The new bus, along with the other models displayed, features a modular drive system, a design approach intended to standardize key components across the Urbino family to simplify maintenance and reduce complexity for fleet operators.
Zero-emission showcase
The central event of the Solaris exhibition at Busworld 2025 was to underscore its commitment to zero-emission public transport, officially launching the Urbino 10.5 and featuring two of its award-winning electric and hydrogen vehicles.
Solaris’s stand at Hall 5 also featured two established flagships of its zero-emission portfolio:
- The Solaris Urbino 18 hydrogen, the articulated fuel-cell electric bus that was named International Bus of the Year 2025 by the international jury of commercial vehicle journalists. The award ceremony took place in September 2024 at the IAA Transportation fair in Hannover. This was a historic win, as it was the first hydrogen-powered vehicle to receive the top industry award.
- The Solaris Urbino 12 electric, with its modular drive system, won the Sustainable Bus Award 2025 in the “Urban” category at the same awards. The award was announced in October 2024.
International Strategy
In addition to its product unveilings, Solaris detailed its ongoing international expansion efforts, with a particular focus on the North American market. The company cited its recent significant contract awards in the United States and Canada as key indicators of its broader global growth strategy.
Solaris ranked second in European zero-emission bus deliveries in 2024 and the dominant player in the rapidly growing hydrogen segment. Its electric buses, however, are the ones that address the most persistent pain points facing fleet managers: energy consumption in extreme weather and the complexity of maintaining electric drivetrains.

Advanced thermal management extends operational range
In cold and temperate climates, heating and cooling can devour a substantial portion of an electric bus’s battery capacity, a phenomenon that has long fueled range anxiety among transit planners. The Urbino 10.5 electric confronts this challenge with an advanced CO2 heat pump air conditioning system that fundamentally changes the energy equation. Unlike conventional electric heating that draws heavily from battery reserves, the CO2 heat pump harnesses thermodynamic principles to extract heat directly from ambient air, requiring far less stored energy.
This natural refrigerant solution can reduce heating-related energy consumption by over 50 percent compared to traditional resistive heating, directly translating to range extensions of up to 30 percent in real-world conditions. For transit authorities, this efficiency gain means maximizing daily operational uptime and potentially reducing the total number of vehicles needed to serve existing routes.

| LISTING |
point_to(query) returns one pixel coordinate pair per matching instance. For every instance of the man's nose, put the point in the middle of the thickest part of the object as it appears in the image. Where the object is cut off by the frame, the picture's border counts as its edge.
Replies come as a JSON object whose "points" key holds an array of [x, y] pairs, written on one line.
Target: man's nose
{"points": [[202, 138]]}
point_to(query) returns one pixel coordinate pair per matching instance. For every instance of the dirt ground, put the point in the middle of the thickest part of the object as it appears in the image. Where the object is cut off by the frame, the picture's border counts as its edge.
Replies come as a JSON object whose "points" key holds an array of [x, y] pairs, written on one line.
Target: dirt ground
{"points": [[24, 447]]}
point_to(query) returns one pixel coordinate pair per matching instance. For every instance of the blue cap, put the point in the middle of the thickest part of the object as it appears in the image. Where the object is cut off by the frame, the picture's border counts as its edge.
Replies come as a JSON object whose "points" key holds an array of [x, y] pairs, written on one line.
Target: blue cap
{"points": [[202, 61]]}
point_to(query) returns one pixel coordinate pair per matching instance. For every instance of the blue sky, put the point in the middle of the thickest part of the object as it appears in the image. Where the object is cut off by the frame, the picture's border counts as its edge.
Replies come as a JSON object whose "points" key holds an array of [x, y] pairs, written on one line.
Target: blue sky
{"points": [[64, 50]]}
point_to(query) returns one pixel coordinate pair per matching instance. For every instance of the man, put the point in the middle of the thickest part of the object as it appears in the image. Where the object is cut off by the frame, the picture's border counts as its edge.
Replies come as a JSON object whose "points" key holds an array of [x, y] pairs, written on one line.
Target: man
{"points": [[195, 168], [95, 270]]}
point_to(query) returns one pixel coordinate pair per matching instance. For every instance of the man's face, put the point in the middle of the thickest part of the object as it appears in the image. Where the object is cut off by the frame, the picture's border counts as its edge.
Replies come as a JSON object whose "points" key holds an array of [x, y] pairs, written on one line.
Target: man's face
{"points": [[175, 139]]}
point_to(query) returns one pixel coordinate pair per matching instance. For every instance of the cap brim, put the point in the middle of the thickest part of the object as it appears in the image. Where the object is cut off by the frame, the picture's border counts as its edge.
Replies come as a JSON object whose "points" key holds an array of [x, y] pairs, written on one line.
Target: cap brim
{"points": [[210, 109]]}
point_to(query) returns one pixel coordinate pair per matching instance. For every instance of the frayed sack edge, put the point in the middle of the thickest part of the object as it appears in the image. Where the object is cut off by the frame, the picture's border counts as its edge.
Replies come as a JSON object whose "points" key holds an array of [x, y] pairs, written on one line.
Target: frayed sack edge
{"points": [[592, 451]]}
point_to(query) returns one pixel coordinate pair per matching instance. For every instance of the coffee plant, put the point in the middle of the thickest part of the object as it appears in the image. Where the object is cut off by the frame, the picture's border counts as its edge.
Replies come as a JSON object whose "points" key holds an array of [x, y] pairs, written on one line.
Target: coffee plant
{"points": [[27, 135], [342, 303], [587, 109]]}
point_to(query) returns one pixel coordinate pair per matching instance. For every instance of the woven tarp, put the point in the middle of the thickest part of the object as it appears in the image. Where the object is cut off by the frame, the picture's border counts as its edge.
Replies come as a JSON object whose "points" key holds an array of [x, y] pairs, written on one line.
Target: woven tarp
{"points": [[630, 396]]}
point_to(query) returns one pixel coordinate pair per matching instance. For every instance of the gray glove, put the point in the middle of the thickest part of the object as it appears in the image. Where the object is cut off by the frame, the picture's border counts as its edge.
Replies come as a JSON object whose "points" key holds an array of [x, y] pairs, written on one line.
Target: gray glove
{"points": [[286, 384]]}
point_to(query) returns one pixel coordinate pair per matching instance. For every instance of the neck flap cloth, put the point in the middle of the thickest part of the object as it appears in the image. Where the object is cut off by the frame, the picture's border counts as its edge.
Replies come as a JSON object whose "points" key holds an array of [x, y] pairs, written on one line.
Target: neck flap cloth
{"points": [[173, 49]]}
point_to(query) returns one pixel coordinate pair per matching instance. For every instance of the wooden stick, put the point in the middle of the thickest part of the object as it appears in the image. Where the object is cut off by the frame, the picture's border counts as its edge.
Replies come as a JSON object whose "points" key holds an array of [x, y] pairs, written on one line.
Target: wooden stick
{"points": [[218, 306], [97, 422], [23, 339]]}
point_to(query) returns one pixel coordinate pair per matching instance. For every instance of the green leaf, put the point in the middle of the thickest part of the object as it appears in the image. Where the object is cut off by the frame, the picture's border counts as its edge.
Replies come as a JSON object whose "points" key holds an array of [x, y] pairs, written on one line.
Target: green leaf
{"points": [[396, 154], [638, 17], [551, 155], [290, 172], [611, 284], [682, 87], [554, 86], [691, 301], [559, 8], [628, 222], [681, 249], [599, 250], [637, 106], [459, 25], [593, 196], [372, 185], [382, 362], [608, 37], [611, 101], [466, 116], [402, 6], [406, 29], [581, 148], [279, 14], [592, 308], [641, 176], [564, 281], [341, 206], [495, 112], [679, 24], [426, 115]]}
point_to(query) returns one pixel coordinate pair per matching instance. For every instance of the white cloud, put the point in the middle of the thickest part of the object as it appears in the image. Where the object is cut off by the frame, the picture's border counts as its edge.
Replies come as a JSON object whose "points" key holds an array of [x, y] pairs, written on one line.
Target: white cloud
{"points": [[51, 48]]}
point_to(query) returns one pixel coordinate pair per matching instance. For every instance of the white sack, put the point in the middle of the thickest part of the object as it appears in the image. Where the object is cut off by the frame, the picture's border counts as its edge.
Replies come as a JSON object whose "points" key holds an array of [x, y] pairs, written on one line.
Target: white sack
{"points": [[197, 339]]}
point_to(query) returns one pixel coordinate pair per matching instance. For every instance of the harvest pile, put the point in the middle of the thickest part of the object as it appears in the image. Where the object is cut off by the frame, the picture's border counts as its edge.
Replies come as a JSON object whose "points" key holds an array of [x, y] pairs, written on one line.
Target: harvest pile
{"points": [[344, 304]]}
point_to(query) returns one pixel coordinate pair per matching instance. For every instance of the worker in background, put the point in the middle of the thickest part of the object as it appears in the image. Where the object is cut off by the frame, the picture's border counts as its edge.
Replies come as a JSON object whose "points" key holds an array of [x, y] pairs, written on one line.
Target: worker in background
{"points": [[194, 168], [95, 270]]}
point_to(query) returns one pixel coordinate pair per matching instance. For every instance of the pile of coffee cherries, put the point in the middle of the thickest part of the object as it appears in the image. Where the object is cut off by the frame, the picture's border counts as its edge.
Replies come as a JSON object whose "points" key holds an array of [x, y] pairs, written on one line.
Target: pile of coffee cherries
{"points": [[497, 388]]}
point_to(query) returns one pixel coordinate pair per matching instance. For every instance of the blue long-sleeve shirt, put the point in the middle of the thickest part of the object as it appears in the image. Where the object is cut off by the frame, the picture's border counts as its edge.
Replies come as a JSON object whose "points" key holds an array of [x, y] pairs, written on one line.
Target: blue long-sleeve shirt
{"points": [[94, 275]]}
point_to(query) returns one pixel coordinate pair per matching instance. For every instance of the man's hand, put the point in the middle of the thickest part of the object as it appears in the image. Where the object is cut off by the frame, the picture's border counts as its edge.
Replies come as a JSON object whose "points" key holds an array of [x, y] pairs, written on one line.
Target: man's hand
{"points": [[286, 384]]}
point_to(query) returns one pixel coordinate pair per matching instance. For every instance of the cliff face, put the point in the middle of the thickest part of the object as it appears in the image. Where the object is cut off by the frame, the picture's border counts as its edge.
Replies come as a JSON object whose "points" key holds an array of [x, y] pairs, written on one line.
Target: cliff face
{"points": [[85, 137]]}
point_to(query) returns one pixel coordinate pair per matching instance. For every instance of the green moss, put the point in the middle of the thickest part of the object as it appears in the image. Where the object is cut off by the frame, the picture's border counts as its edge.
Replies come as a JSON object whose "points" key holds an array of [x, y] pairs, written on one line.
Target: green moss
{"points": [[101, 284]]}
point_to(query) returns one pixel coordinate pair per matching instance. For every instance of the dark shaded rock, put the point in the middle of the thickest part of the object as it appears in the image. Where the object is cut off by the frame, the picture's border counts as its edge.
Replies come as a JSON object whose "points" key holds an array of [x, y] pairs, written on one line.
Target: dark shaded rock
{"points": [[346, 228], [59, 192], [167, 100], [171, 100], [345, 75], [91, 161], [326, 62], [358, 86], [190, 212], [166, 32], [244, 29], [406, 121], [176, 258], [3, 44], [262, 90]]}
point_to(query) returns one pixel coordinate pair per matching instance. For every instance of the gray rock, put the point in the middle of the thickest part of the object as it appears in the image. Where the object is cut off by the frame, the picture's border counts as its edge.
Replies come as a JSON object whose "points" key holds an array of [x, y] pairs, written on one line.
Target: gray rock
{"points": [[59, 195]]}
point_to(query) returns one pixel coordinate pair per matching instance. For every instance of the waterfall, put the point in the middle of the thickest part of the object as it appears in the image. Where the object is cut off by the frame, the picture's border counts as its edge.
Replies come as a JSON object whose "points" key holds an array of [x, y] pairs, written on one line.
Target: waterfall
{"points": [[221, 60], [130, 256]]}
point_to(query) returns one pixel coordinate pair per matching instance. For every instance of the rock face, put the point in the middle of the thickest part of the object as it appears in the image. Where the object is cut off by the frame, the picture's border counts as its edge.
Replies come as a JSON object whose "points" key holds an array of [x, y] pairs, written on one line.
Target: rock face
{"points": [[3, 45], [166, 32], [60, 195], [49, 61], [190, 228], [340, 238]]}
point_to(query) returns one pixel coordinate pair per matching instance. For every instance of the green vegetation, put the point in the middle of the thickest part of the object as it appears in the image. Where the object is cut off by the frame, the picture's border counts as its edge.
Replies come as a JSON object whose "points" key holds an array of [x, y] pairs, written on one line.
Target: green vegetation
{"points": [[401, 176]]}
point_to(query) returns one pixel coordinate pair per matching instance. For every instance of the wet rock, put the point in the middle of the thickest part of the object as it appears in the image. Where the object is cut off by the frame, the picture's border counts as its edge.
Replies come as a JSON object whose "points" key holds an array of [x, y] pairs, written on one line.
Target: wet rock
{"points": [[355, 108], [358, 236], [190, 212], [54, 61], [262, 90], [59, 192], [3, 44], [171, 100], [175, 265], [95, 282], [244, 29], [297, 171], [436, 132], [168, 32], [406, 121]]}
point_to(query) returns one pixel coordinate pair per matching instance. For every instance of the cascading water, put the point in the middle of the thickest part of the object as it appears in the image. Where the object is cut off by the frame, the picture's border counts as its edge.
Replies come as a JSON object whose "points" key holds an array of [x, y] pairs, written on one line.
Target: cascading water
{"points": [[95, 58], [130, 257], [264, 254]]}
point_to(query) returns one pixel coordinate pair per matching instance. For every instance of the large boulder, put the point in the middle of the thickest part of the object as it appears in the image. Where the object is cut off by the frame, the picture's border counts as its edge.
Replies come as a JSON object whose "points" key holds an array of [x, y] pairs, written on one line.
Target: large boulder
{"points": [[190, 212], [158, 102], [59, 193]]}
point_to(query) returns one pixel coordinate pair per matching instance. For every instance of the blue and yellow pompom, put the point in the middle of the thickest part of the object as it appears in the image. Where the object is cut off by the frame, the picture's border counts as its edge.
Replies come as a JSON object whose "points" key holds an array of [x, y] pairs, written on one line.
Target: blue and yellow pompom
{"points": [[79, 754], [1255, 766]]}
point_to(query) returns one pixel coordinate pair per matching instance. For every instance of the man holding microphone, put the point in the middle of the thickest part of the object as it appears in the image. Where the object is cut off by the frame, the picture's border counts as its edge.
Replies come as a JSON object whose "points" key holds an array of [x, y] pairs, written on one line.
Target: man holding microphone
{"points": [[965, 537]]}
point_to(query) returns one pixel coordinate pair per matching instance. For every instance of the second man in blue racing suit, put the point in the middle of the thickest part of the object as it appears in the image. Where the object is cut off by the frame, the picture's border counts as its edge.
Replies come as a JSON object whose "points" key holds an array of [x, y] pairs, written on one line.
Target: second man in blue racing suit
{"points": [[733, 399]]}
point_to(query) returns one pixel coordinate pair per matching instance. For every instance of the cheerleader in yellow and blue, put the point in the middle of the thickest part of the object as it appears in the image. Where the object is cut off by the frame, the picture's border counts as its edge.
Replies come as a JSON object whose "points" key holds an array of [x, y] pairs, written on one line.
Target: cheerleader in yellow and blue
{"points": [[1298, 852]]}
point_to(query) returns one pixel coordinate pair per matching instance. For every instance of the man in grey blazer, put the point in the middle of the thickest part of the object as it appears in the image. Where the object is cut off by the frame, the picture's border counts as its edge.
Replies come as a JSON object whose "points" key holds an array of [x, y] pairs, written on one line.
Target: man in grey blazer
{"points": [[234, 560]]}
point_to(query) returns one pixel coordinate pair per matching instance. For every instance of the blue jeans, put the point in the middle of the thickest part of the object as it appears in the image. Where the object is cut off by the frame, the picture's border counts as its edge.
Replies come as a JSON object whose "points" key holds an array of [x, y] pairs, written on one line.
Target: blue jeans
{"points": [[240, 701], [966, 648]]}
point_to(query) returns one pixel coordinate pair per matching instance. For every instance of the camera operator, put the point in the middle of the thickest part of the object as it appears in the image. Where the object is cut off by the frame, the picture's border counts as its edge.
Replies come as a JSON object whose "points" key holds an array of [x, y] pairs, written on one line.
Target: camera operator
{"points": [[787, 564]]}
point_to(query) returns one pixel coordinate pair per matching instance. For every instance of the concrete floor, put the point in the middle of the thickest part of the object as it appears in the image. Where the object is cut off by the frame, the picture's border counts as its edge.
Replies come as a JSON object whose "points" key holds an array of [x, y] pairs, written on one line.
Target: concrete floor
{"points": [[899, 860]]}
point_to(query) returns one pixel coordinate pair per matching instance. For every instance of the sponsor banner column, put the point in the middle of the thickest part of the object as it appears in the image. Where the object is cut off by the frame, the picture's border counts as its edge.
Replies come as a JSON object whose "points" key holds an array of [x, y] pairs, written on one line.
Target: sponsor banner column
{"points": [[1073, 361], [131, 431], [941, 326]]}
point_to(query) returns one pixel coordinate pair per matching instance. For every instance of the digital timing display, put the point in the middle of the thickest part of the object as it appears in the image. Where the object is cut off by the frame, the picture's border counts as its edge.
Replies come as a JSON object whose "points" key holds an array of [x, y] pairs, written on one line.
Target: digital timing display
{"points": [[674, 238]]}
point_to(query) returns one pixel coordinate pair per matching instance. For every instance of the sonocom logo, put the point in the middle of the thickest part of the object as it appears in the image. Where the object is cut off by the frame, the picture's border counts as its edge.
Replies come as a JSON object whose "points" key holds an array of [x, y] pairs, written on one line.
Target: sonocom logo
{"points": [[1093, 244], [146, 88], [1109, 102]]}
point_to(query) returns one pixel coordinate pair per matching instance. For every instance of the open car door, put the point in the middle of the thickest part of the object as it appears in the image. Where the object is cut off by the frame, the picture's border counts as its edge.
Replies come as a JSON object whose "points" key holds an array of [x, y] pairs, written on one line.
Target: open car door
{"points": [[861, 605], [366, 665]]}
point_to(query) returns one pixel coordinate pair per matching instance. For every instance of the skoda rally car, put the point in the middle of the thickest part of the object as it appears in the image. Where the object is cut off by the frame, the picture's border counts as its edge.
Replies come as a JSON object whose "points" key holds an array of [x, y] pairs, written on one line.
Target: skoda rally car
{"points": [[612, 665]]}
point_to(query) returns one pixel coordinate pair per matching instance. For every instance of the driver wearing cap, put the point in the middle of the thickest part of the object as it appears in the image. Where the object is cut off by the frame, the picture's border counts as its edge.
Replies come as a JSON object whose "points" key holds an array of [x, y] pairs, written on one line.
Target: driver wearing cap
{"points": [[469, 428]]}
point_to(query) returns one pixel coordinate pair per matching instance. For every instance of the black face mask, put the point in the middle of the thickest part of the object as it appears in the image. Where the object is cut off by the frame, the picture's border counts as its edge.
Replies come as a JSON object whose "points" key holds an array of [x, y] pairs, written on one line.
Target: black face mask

| DIRECTIVE 1 |
Give every section heading that appears in the Solaris passage.
| DIRECTIVE 2 |
According to the Solaris passage, which award did the Solaris Urbino 12 electric win?

| COMPLETE RESPONSE 1 |
- Zero-emission showcase
- International Strategy
- Advanced thermal management extends operational range

| COMPLETE RESPONSE 2 |
The Sustainable Bus Award 2025 in the "Urban" category.